DATA TO USE:

↓

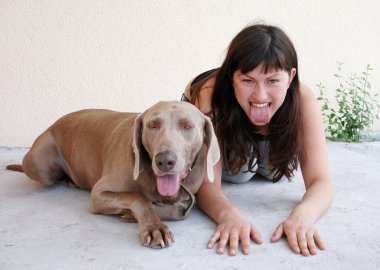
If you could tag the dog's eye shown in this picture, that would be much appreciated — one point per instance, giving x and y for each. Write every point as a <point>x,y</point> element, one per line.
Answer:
<point>186,125</point>
<point>153,125</point>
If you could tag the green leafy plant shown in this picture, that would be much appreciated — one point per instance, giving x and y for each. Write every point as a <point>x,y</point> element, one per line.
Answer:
<point>357,107</point>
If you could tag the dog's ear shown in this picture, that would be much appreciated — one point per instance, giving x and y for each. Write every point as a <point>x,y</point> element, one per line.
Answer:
<point>213,152</point>
<point>136,145</point>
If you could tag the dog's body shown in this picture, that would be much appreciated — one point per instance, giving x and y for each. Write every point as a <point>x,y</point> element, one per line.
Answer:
<point>145,167</point>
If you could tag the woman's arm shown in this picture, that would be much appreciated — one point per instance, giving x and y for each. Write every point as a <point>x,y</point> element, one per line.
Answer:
<point>299,227</point>
<point>232,227</point>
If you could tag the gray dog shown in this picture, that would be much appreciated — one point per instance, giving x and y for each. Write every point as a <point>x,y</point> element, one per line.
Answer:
<point>145,167</point>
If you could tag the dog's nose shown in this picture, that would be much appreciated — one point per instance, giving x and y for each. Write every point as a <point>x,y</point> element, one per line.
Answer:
<point>166,161</point>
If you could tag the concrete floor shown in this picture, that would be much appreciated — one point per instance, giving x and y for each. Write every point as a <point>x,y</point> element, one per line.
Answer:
<point>51,228</point>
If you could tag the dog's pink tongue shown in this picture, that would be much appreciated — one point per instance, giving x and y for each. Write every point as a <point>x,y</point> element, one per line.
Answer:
<point>168,185</point>
<point>260,115</point>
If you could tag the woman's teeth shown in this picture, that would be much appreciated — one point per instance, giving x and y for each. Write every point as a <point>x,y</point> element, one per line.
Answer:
<point>259,105</point>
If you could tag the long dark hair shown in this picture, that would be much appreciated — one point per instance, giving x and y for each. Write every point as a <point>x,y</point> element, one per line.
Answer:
<point>252,46</point>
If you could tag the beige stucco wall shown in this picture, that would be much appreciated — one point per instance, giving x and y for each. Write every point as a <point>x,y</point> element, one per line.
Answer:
<point>59,56</point>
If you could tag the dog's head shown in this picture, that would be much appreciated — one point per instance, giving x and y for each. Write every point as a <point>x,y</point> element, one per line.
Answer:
<point>172,133</point>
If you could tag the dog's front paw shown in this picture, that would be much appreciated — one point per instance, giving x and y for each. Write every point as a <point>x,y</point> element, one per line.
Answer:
<point>156,236</point>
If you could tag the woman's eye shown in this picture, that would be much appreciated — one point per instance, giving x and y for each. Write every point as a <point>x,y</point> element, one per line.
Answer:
<point>187,126</point>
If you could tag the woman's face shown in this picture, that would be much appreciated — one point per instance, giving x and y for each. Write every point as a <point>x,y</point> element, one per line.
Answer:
<point>259,94</point>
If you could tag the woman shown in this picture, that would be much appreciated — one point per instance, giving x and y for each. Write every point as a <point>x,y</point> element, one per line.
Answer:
<point>266,123</point>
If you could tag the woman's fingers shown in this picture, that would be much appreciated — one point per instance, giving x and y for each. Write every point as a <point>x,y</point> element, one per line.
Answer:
<point>278,233</point>
<point>214,238</point>
<point>231,236</point>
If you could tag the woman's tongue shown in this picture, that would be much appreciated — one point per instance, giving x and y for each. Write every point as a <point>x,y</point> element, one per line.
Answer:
<point>260,115</point>
<point>168,185</point>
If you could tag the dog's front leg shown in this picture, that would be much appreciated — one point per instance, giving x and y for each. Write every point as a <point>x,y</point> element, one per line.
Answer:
<point>153,232</point>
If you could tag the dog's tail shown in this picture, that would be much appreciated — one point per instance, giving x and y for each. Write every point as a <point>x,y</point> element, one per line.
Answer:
<point>15,167</point>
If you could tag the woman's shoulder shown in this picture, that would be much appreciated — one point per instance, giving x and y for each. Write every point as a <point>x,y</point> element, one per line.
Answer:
<point>205,91</point>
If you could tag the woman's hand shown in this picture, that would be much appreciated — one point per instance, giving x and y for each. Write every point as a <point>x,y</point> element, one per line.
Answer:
<point>233,230</point>
<point>301,234</point>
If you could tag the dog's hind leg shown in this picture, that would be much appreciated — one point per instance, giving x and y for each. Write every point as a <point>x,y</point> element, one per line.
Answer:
<point>43,162</point>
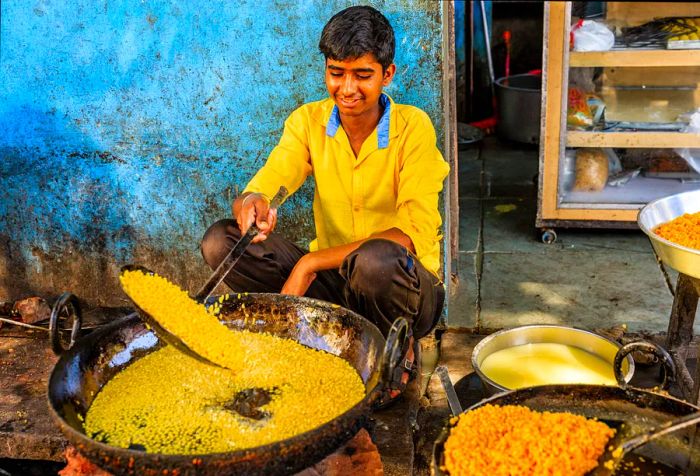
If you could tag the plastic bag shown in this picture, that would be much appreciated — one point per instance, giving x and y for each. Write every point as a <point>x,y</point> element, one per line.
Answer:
<point>592,36</point>
<point>692,156</point>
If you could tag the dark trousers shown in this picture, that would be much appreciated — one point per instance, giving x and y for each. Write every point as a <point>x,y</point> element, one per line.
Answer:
<point>381,280</point>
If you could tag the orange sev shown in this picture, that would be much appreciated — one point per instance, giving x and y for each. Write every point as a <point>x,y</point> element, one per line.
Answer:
<point>514,440</point>
<point>683,230</point>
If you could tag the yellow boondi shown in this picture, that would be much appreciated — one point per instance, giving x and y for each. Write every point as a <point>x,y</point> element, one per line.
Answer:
<point>169,403</point>
<point>514,440</point>
<point>683,230</point>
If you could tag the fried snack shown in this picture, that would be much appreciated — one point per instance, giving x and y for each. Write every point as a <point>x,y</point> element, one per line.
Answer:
<point>170,403</point>
<point>591,170</point>
<point>514,440</point>
<point>683,230</point>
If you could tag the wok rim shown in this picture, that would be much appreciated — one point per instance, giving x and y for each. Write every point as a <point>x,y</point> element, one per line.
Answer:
<point>361,410</point>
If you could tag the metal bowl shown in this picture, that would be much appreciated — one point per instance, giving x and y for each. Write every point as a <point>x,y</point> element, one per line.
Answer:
<point>681,258</point>
<point>551,334</point>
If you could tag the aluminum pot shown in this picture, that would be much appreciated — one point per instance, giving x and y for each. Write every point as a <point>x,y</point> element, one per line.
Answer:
<point>84,369</point>
<point>519,100</point>
<point>593,343</point>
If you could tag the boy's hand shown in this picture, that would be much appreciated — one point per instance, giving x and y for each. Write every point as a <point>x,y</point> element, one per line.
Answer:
<point>255,208</point>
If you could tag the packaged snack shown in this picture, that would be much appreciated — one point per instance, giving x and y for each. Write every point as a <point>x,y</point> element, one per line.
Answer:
<point>579,114</point>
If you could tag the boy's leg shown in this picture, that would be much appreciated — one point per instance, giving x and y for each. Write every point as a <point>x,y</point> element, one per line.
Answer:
<point>265,266</point>
<point>385,281</point>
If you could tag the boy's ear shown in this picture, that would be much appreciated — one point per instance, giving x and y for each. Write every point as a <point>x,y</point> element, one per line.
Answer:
<point>389,74</point>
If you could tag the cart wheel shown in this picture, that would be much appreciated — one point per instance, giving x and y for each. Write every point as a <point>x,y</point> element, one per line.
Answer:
<point>548,236</point>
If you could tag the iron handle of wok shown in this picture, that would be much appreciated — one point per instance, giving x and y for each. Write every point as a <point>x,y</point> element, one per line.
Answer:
<point>452,399</point>
<point>669,368</point>
<point>393,349</point>
<point>67,304</point>
<point>236,252</point>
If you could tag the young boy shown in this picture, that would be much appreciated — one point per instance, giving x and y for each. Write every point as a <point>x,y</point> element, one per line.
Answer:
<point>377,174</point>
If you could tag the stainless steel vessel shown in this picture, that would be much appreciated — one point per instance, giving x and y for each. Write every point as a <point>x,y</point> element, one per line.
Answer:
<point>582,339</point>
<point>683,259</point>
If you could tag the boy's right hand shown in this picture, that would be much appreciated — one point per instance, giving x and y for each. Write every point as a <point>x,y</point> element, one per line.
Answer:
<point>255,208</point>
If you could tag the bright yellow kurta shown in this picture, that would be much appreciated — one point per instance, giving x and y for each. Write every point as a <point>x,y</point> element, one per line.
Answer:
<point>396,186</point>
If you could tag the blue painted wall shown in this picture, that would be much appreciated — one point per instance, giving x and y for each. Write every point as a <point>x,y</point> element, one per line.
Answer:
<point>127,127</point>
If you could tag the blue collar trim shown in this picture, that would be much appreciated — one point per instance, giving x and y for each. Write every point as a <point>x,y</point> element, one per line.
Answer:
<point>382,127</point>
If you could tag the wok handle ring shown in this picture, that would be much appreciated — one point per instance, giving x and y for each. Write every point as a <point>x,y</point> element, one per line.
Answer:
<point>65,307</point>
<point>669,368</point>
<point>393,348</point>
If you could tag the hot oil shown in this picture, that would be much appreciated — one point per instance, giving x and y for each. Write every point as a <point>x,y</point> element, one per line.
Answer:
<point>546,363</point>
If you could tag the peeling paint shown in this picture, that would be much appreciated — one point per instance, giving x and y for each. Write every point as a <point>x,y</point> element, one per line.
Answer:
<point>126,130</point>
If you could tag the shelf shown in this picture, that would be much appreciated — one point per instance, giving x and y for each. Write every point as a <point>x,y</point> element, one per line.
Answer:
<point>635,58</point>
<point>644,139</point>
<point>634,194</point>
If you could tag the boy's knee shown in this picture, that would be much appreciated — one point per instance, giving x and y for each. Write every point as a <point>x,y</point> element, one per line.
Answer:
<point>371,268</point>
<point>215,243</point>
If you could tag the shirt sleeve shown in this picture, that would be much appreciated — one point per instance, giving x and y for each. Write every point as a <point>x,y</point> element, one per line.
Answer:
<point>421,178</point>
<point>288,164</point>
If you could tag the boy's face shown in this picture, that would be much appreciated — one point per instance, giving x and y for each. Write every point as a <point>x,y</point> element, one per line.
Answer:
<point>356,85</point>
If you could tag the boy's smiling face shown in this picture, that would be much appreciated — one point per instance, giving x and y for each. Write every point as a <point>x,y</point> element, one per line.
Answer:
<point>356,84</point>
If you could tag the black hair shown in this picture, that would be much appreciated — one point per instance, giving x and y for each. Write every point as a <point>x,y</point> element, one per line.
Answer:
<point>356,31</point>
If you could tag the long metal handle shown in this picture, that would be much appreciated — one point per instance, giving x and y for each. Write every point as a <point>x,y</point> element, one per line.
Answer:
<point>669,368</point>
<point>236,252</point>
<point>452,398</point>
<point>661,430</point>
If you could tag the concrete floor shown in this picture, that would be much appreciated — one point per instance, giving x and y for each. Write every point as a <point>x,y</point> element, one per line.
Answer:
<point>588,278</point>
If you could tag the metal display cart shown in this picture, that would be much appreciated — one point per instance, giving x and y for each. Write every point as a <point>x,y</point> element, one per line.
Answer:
<point>647,86</point>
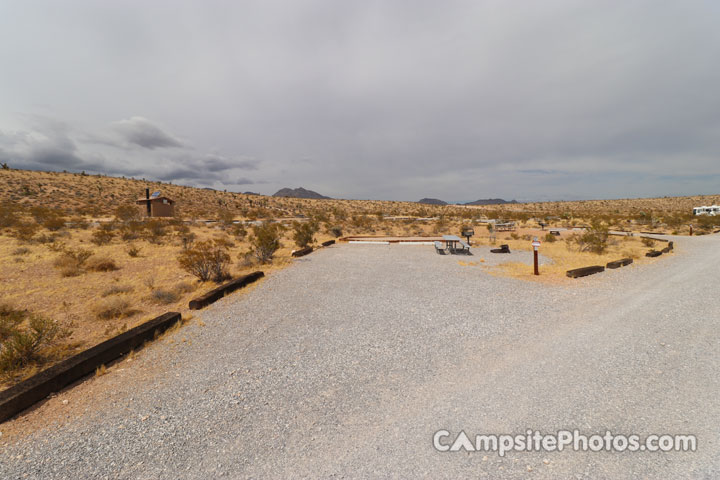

↑

Starting at the line containing "If you could tag the green" and ending with the line containing "<point>357,107</point>", copy these lines with "green leafy plant" changed to "potted fern" and nothing else altered.

ANSWER FOR THE TASK:
If you could tag the potted fern shown in this picture, that would be much appreciated — one point per instance, giving x and y for each. Write every point as a <point>x,y</point> element, one per line.
Answer:
<point>357,107</point>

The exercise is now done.